** begin Passage **

Friday, February 24, 2017

Guest Post: Love, Hate, and Why I Write by Deirdre Riordan Hall

I'm thrilled to have Deirdre Riordan Hall on the blog today to talk about why she writes what she writes. Until recently, I was most familiar with her YA books, so I was interested to know why she decided to make the leap to women's contemporary fiction (especially since I've done the same in the span of my own 5-year writing career). Deirdre was kind enough to write a post for my readers, and I love her reasons for wanting to branch out and try her hand at all kinds of stories. 

Love, Hate, and Why I Write
By Deirdre Riordan Hall

I'm nothing if not unconventional. I tend to do things backwards, inside out, sideways… When given the traditional path or something else, guess which way I'll go? I don't know if it's a quirk in my biochemistry or that I prefer to eat my pie from the crust to the middle, but that's how I roll—or bite as the case may be. And it's no different with my writing life.
Years and years ago, I started with screenplays and picture books then dove into young adult fantasy fiction, took a new adult detour, returned to young adult fiction—paranormal, then contemporary, then fantasy, then back to contemporary… In between the writing and publication of YA contemporary my novel Sugar (and then Pearl) I also tried my hand at middle grade and then back to young adult (I always return to my home in YA). To date have written about thirty manuscripts. Do you see a pattern here? 


That's because there isn't one.

** end Passage **

» **Instruction**:
Answer these questions using the guest post.
1. How many years long is the host's own writing career?
2. Which two kinds of writing did Deirdre Riordan Hall start with?
3. About how many manuscripts has she written to date?
The material has no connection to the guest post.

** begin Data extract **

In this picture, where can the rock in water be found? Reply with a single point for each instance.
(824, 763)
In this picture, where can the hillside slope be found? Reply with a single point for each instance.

** end Data extract **

» **The result**:
1. Five years.
2. Screenplays and picture books.
3. About thirty.